> **WORK TO COMPLETE**: Edit the records below by replacing every "single point" with "one point", leaving everything else unchanged.

[Entries taken from a collection]
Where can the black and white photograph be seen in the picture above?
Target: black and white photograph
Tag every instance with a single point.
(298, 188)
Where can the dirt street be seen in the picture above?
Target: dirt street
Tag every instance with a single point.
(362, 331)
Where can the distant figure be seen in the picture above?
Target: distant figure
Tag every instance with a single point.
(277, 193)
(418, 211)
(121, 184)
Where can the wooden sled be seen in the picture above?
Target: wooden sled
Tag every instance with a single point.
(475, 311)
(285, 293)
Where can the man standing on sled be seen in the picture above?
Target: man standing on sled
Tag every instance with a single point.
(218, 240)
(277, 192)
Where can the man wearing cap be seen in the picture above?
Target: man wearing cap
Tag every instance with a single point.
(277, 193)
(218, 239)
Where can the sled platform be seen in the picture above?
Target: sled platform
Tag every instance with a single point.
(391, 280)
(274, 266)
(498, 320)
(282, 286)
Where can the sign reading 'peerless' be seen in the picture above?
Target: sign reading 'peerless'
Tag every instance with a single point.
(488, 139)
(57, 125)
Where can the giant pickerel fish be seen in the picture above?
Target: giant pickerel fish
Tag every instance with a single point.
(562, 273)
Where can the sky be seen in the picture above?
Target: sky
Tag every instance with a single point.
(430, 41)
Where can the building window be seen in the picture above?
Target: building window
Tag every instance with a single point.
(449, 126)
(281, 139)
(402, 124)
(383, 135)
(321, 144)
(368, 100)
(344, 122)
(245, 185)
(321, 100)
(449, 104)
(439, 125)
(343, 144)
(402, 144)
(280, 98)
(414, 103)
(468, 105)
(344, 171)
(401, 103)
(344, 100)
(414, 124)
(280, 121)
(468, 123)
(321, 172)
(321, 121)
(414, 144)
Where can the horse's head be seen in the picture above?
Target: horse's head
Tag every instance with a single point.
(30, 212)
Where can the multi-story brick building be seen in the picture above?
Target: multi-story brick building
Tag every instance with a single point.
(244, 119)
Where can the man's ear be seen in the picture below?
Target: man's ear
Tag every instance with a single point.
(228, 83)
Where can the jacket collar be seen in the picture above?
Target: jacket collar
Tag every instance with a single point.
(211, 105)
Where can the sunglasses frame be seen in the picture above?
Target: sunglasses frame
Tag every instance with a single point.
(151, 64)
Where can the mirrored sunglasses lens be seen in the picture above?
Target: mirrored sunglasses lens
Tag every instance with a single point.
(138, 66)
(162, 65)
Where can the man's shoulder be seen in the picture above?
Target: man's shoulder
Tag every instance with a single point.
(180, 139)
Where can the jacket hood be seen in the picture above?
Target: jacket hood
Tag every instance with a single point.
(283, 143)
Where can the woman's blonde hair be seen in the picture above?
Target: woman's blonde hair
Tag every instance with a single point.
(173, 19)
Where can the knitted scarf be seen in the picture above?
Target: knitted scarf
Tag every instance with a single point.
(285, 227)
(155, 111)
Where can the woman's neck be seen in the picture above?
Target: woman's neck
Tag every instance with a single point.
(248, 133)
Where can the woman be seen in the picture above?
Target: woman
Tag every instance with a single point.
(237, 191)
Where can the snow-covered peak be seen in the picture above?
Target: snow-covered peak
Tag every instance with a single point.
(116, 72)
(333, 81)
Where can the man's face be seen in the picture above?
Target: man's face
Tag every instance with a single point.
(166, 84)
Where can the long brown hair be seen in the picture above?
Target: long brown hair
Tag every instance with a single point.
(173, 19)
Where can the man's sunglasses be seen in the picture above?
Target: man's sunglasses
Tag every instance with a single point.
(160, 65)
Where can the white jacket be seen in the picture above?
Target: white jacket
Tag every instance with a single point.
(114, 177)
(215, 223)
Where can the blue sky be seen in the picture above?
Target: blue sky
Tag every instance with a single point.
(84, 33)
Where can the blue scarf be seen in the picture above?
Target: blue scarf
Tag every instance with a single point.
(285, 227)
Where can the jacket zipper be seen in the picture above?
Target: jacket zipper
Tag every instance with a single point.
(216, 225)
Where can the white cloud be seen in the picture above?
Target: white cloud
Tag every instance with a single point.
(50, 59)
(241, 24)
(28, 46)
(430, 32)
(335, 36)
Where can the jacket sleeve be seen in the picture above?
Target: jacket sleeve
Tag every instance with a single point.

> **REPLY TO THE EXERCISE**:
Where can the black and white photograph be seen in the picture above?
Target: black and white photograph
Tag every instance with a one point.
(298, 188)
Where can the dirt street be seen in the picture above?
Target: dirt street
Tag every instance with a one point.
(362, 331)
Where can the distant figure be seen in the picture above?
Target: distant figure
Tag every instance with a one point.
(277, 193)
(418, 211)
(121, 184)
Where can the wooden sled be seen in the picture above?
Target: wooden sled
Tag every instance with a one point.
(475, 311)
(285, 293)
Where can the man standing on sled be seen in the picture above?
Target: man standing on sled
Tag every instance with a one point.
(218, 240)
(277, 192)
Where can the man wearing cap be seen in the picture above?
Target: man wearing cap
Tag every instance with a one point.
(277, 193)
(218, 239)
Where can the sled platform be seen in the picture above?
Target: sled platform
Tag every instance with a one point.
(391, 280)
(274, 266)
(498, 320)
(282, 286)
Where can the sign reading 'peerless' be seen in the picture above?
Target: sign reading 'peerless'
Tag every instance with a one point.
(488, 139)
(57, 125)
Where can the giant pickerel fish be seen in the picture above?
Target: giant pickerel fish
Tag every instance with a one point.
(562, 273)
Where can the sky be seen in the picture above?
Target: sky
Tag every instance with a one point.
(430, 41)
Where can the building window be seen in the picture above?
Target: building window
Tag every instance with a one point.
(449, 126)
(281, 139)
(402, 124)
(383, 135)
(321, 144)
(368, 100)
(344, 122)
(245, 185)
(321, 100)
(449, 104)
(439, 125)
(343, 144)
(402, 144)
(280, 98)
(414, 103)
(468, 105)
(344, 171)
(401, 103)
(344, 100)
(414, 124)
(280, 121)
(468, 123)
(321, 172)
(321, 121)
(414, 144)
Where can the horse's head be seen in the picture above?
Target: horse's head
Tag every instance with a one point.
(30, 212)
Where can the multi-story brick building be seen in the picture above?
Target: multi-story brick building
Tag every instance with a one point.
(244, 119)
Where can the man's ear be seen in the picture below?
Target: man's ear
Tag every instance with a one point.
(228, 83)
Where can the jacket collar be seen in the picture above?
Target: jacket collar
Tag every instance with a one point.
(211, 105)
Where can the sunglasses frame be seen in the picture above?
Target: sunglasses frame
Tag every instance with a one point.
(151, 64)
Where can the mirrored sunglasses lens be seen in the picture above?
Target: mirrored sunglasses lens
Tag every instance with a one point.
(138, 66)
(162, 65)
Where can the man's shoulder be seen in the picture above?
Target: man's shoulder
Tag every instance with a one point.
(180, 139)
Where can the jacket hood be seen in the picture above?
Target: jacket hood
Tag every instance with a one point.
(283, 143)
Where can the woman's blonde hair be seen in the picture above?
Target: woman's blonde hair
Tag every instance with a one point.
(173, 19)
Where can the knitted scarf be seen in the picture above?
Target: knitted scarf
Tag every instance with a one point.
(285, 227)
(155, 111)
Where can the woman's neck be seen in the picture above?
Target: woman's neck
Tag every instance with a one point.
(248, 133)
Where can the woman be seen in the picture above?
Target: woman
Tag every instance with a one point.
(237, 191)
Where can the snow-covered peak be seen in the picture above?
Target: snow-covered peak
Tag every instance with a one point.
(116, 72)
(333, 81)
Where can the man's face be seen in the picture above?
Target: man's face
Tag every instance with a one point.
(166, 84)
Where can the long brown hair be seen in the picture above?
Target: long brown hair
Tag every instance with a one point.
(173, 19)
Where can the man's sunglasses be seen in the picture above?
Target: man's sunglasses
Tag every instance with a one point.
(160, 65)
Where can the white jacket be seen in the picture above?
Target: white jacket
Tag every instance with a one point.
(114, 177)
(215, 223)
Where can the blue sky be seen in the picture above?
Target: blue sky
Tag every instance with a one point.
(84, 33)
Where can the blue scarf be seen in the picture above?
Target: blue scarf
Tag every instance with a one point.
(285, 227)
Where can the jacket zipper be seen in the picture above?
Target: jacket zipper
Tag every instance with a one point.
(216, 225)
Where can the white cloud be seen in the picture above?
Target: white cloud
Tag every instance with a one point.
(50, 59)
(241, 24)
(28, 46)
(430, 32)
(335, 36)
Where can the jacket sleeve be seen in the picture above?
Target: jacket sleeve
Tag every instance with a one point.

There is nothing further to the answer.